▶ QUOTED PASSAGE:
American returns 68 years on to French town that helped him after WWII

He told The Connexion he met a childhood friend on the visit to the south of France where his family began to rebuild their lives on release from a Nazi labour camp

Mr Hadshinow in Caissargues in September 2023 and in a Displaced Persons camp in 1946
Published Last updated

An American has told how he returned, 68 years on, to the village of his childhood in the south of France, where his refugee family settled after being released from a Nazi labour camp at the end of World War Two.

The Connexion spoke to Valery Hadshinow, now 80, after his recent visit to Caissargues, near Nimes in the Gard.

“I still love the sound of the cigales,” he said. “Seeing the wild bulls of the Camargue and the vineyards, I love all of it.”

Today, there are 4,000 people living in Caissargues but only 200 were there in Mr Hadshinow’s day.

For seven years after the war, his family lived in an abandoned railway station outside the village, with no running water or electricity after being uprooted from their homeland in Ukraine, then part of the Soviet Union.

For Mr Hadshinow, the childhood memory is a fond one.

“There were a couple of boys my own age and we were always playing and riding the bicycle all over,” he said. “We had a well, an outhouse and plenty of land for chickens, ducks, rabbits and a goat for milk, life was good.”

Before moving to Caissargues, with its vineyards, sunny haze and constant cigale song, Mr Hadshinow’s life had been a harrowing tale.

Nazi invasion

He was born into perhaps one of the most difficult times and places in human history: Ukraine in 1943, then part of the Soviet Union, during the brutal Nazi occupation.

“I was around nine months old when the Nazis started retreating,” he said.

“They rounded up thousands of people, deported them back to Germany and put them under their control in slave labour camps.

“I don't know too much about daily life at the camp. My parents never talked about that time”.

Liberated by the Americans, Mr Hadshinow’s father did not want his family, who were ethnic Greeks, to return to the USSR during Stalin’s reign of terror.

They were taken to a displaced persons camp in the British occupation zone of defeated Germany, where his father worked as a labourer.

Read also: Should Nazi defences be preserved or forgotten along French coast?

Refugees in France

When the time came to move, the family chose to go to France. However, three-year-old Valery, malnourished and sick with tuberculosis, had first to go to a sanitorium in the mountains to build up his strength.

▶ SUPPLIED INFORMATION:
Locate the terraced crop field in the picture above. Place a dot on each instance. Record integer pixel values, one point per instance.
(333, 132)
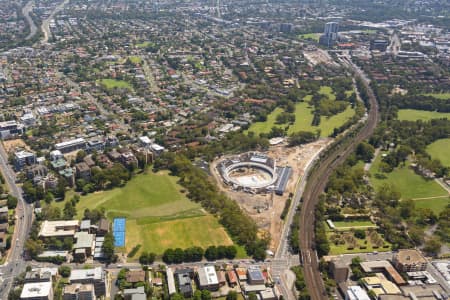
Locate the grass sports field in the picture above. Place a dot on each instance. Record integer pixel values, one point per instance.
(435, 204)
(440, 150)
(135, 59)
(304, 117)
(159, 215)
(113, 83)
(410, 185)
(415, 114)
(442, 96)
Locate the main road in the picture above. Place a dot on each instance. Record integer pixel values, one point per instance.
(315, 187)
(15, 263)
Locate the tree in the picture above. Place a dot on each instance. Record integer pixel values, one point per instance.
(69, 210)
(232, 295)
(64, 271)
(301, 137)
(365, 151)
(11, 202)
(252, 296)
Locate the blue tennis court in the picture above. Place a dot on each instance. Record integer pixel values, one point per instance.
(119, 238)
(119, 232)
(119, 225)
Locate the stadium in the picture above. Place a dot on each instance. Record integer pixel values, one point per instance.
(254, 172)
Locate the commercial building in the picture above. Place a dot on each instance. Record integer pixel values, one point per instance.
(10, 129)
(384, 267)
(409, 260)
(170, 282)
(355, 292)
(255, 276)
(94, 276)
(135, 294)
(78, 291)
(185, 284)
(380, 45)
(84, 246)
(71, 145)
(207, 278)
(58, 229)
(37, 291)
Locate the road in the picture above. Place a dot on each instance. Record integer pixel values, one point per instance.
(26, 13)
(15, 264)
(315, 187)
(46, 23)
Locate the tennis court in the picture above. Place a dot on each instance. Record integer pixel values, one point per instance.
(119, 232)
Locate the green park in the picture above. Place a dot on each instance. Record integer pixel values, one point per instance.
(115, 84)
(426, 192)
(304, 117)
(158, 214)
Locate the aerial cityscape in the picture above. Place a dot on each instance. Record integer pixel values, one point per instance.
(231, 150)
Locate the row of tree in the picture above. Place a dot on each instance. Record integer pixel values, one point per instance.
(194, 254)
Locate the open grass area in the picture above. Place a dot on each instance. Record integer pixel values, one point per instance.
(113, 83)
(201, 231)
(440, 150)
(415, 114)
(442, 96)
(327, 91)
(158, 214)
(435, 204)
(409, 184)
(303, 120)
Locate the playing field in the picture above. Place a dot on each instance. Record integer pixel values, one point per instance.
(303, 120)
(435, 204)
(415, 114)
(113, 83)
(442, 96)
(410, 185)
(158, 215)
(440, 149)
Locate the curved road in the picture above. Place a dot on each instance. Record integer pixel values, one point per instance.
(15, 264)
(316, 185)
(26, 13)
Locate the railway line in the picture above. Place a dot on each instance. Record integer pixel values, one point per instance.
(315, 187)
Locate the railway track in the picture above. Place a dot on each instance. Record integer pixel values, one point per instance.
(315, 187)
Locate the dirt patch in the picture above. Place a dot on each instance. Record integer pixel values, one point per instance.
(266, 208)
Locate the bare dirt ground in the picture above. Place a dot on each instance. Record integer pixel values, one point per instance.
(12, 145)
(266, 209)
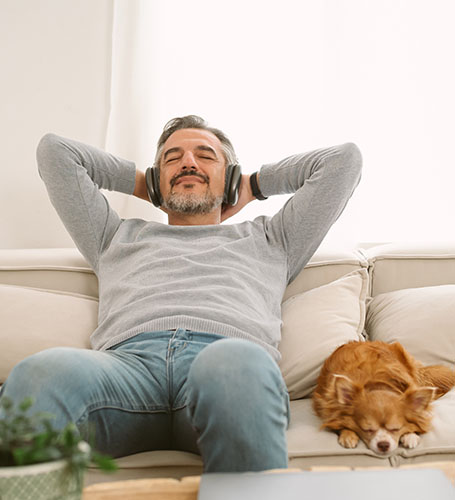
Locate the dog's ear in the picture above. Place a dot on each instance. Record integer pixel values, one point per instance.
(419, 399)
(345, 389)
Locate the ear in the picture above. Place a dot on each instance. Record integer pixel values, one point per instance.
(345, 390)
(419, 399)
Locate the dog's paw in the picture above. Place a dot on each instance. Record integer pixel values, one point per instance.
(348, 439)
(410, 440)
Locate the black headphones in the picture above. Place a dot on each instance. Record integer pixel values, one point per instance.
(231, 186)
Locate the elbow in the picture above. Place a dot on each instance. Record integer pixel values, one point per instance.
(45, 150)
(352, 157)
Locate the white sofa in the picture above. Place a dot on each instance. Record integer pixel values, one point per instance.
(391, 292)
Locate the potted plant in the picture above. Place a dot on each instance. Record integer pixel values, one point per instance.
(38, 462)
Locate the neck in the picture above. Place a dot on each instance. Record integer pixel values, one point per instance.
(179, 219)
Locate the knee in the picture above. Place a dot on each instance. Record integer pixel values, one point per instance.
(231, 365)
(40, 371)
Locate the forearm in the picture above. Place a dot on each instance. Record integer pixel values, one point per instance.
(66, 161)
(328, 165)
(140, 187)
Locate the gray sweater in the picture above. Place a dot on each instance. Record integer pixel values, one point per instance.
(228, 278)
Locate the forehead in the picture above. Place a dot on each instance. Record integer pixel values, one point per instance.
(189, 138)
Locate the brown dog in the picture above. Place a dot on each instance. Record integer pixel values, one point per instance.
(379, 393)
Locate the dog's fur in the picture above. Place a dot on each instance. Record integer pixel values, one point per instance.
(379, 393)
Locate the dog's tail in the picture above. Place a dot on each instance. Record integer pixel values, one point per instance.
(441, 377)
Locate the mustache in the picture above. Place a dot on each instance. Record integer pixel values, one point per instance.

▶ CHALLENGE 1:
Answer these questions about the article on Valery Hadshinow's return to Caissargues:
(a) How many people live in Caissargues today?
(b) Where did his family live for seven years after the war?
(c) In which occupation zone of defeated Germany was the displaced persons camp?
▶ CHALLENGE 2: Write the next part of the article on Valery Hadshinow's return to Caissargues, starting after its final sentence.
The lines above were taken from a different source than the article.

▶ TASK RESPONSE 1:
(a) 4,000 people.
(b) In an abandoned railway station outside the village.
(c) The British occupation zone.

▶ TASK RESPONSE 2:
“After three years I recovered enough to be able to come home,” he said. “I hadn't seen my parents all those years and I had completely forgotten Russian. I could understand a little but I could only speak with them in French.”

Then came seven years of peace for Mr Hadshinow, living in Caissargues, playing with his friends and riding his bike. However, his family were not to settle there.

Read also: Last survivor of French D-Day commando unit dies aged 100

Settling in the US

His mother had been in contact with members of the Russian diaspora, and when he was 13, she secured sponsorship from a methodist church to let them emigrate to the US.

“I wasn’t told too much about it and I didn’t know too much about America. We didn't have electricity so I wasn’t very aware of the outside world,” he said.

“We had to go to Belgium and take a flight on the Flying Tigers line to New York. It took about 18 hours with a couple of stops. I was sick the whole time.”

In America the other kids called him ‘frenchie’ at first, then over the years he lost his accent. He worked, married and had children in New Jersey.

Now aged 80, he still works at the company he founded, ‘Designs by Val,’ whose motto reveals a typical American aplomb: “You sketch it, we etch it!”

He has been sketching, etching and engraving monuments and memorials from his workshop in New Jersey for a lifetime now.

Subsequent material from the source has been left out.